Written problem:
Can you pull out of the material below, unchanged, the stretch that opens with the line containing "Can you find the grass" and closes with the line containing "[[278, 411]]", both of those lines included?

Record set:
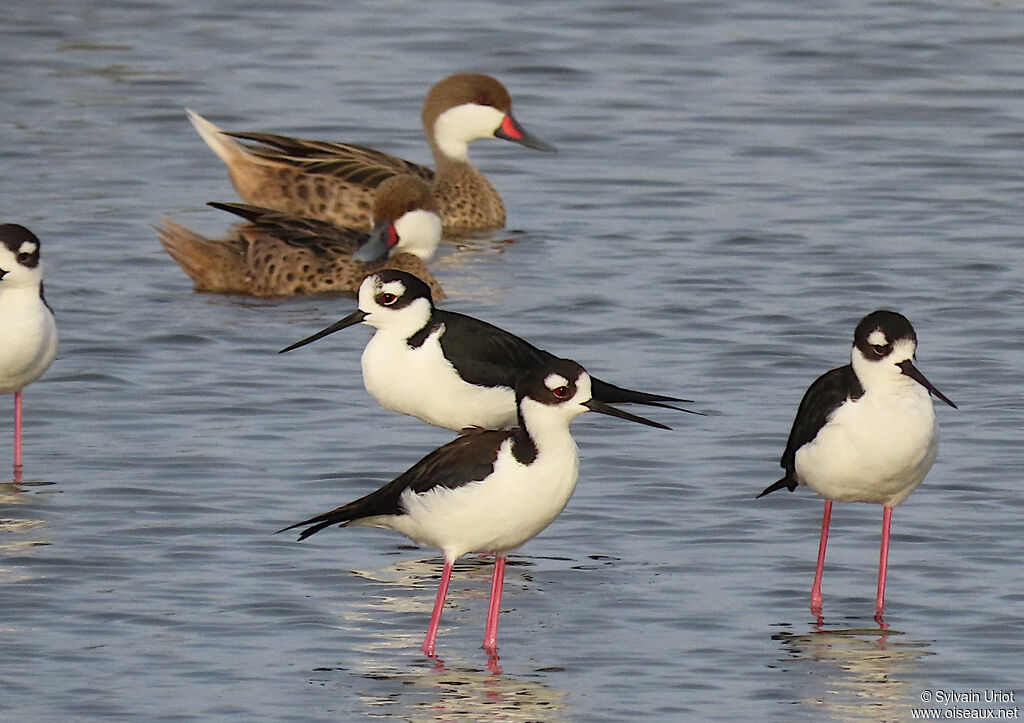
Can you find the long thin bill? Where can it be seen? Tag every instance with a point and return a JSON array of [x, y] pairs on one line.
---
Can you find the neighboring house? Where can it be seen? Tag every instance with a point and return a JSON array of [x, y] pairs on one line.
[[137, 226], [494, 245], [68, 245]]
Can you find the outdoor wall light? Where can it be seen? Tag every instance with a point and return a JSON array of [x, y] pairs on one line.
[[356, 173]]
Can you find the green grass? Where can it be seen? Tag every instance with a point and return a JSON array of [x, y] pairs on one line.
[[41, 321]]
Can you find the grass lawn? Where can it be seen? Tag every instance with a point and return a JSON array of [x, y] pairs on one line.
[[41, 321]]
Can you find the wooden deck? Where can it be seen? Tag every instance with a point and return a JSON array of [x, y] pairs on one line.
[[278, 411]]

Reply to the task:
Can you find the grass lawn? Where can it be seen? Tag every instance with a point and return a JSON array of [x, y] pairs on one line.
[[41, 321]]
Can you find the wooden deck? Where can it be seen? Tag every instance with a point and return a JSON array of [x, y] pairs on one line.
[[278, 411]]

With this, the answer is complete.